EXERCISE GOAL
Extract each line of the material below that contains the string "fork", copying every such line unchanged.

INPUT

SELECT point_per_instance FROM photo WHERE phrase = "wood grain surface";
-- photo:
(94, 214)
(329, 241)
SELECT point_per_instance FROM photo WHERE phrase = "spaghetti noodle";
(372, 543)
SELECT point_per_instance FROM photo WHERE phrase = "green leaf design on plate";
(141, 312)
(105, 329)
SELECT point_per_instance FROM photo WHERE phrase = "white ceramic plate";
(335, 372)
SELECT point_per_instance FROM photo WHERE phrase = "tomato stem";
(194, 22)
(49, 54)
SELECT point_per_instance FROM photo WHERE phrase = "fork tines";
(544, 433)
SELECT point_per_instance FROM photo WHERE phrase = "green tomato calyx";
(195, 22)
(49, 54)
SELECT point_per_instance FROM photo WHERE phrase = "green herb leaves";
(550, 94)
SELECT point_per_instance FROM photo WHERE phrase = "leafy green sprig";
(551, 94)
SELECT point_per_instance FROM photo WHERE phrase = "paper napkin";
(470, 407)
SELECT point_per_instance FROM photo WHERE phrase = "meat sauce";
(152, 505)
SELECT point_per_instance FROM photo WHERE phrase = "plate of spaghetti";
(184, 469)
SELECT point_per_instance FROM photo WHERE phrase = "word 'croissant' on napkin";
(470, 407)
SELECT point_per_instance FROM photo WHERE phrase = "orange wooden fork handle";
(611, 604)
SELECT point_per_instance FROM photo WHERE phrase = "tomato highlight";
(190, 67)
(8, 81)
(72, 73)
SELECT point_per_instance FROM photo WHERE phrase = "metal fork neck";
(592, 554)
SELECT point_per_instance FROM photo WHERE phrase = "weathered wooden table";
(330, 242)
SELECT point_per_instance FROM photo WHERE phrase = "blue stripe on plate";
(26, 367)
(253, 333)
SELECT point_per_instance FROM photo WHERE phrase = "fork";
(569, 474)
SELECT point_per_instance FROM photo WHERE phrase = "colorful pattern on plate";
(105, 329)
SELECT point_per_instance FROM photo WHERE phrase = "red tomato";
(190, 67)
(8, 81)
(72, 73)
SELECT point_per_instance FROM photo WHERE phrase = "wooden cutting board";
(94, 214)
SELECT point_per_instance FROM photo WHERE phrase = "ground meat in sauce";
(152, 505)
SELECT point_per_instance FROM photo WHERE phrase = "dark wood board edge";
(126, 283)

==

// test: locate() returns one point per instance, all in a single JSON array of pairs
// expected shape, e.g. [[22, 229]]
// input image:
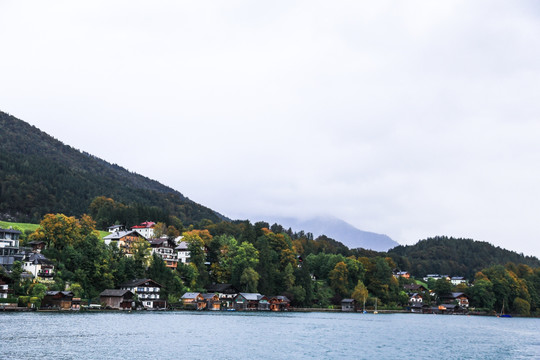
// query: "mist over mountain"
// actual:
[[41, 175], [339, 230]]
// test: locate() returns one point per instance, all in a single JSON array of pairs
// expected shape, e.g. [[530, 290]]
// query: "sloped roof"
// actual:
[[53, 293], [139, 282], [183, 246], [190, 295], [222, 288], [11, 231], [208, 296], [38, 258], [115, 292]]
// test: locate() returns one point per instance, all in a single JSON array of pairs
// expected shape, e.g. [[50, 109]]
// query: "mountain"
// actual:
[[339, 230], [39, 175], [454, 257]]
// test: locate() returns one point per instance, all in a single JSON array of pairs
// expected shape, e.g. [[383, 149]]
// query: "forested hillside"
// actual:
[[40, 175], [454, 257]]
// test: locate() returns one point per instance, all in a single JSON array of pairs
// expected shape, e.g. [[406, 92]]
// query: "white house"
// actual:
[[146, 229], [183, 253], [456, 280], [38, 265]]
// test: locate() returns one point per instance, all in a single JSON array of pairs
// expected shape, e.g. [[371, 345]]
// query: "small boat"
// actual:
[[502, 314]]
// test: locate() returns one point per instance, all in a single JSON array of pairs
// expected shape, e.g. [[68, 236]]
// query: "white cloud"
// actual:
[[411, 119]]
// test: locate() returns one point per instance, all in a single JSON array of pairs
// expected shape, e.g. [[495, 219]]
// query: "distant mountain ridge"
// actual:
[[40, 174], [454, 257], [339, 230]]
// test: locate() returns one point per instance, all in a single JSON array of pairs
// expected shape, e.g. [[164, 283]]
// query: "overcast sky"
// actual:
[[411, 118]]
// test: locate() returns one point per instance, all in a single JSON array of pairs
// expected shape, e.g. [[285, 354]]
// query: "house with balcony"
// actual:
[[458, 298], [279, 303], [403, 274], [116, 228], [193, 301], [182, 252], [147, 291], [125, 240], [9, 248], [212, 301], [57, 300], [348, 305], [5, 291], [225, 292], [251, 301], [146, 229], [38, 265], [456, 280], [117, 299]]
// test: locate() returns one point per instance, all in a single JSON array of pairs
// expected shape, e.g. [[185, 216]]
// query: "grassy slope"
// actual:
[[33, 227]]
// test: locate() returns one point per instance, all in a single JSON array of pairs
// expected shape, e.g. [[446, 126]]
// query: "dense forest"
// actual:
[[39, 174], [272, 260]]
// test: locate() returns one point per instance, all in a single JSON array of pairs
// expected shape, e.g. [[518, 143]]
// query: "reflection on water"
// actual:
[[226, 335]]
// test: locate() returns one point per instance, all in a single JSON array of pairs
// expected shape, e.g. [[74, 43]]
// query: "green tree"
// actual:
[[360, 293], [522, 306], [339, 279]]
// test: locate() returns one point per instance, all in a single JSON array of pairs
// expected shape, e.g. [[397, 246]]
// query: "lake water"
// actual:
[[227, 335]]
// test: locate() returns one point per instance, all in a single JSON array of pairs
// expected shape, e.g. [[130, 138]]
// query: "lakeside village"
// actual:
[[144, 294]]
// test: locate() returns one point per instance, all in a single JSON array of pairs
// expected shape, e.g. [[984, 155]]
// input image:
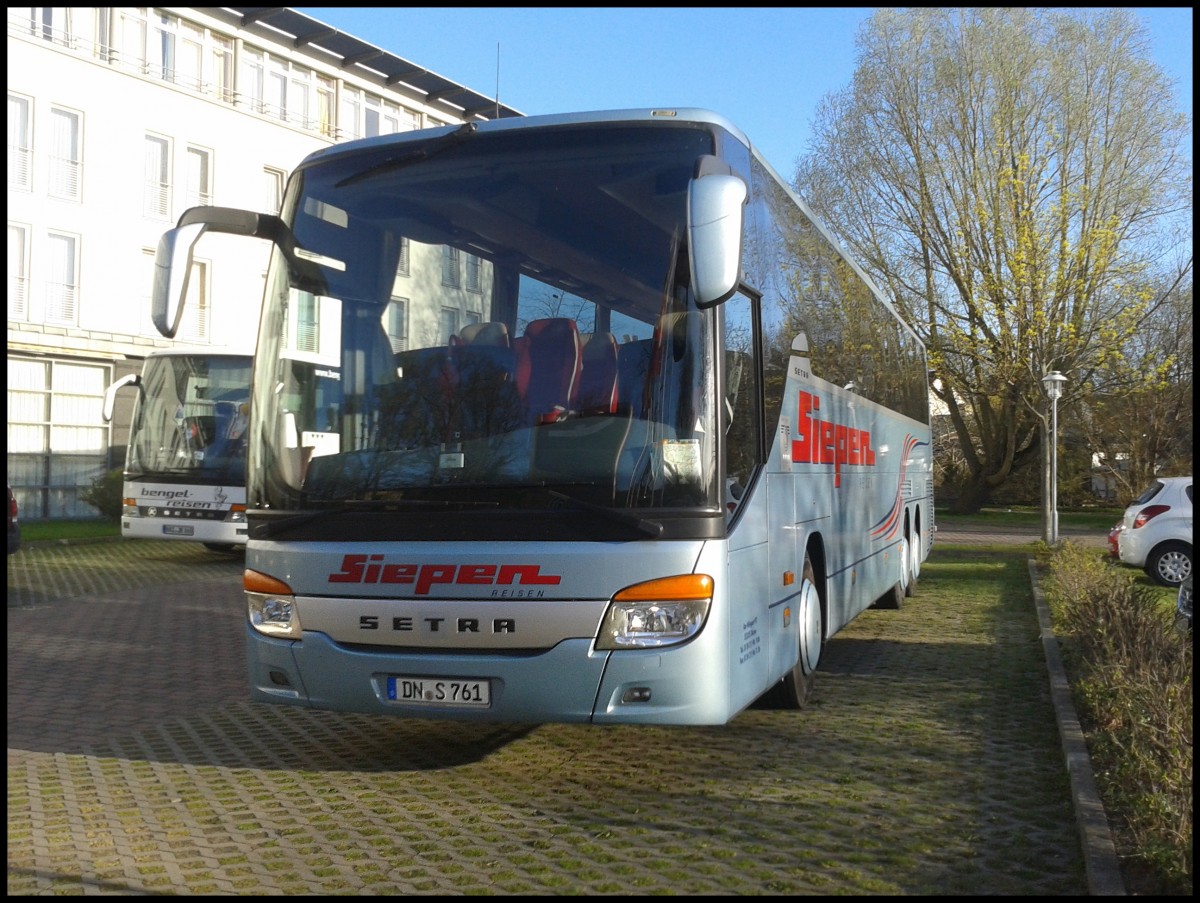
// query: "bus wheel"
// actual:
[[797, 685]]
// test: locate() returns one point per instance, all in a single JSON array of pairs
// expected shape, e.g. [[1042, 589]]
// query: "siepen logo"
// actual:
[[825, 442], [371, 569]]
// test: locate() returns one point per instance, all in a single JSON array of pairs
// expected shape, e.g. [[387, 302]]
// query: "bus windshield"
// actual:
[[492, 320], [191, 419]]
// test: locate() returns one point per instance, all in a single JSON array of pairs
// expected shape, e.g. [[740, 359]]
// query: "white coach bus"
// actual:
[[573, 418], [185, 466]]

CORRECT OUTPUT
SELECT point_per_instance FROM photo WHERE phrase = "fork tines";
SELECT point_per_instance FROM photo WHERE phrase = "orange wooden fork handle";
SELECT point_per_instance FROM photo WHERE phrase = "metal fork neck";
SELECT point_per_instance FROM photo WHERE phrase = "fork";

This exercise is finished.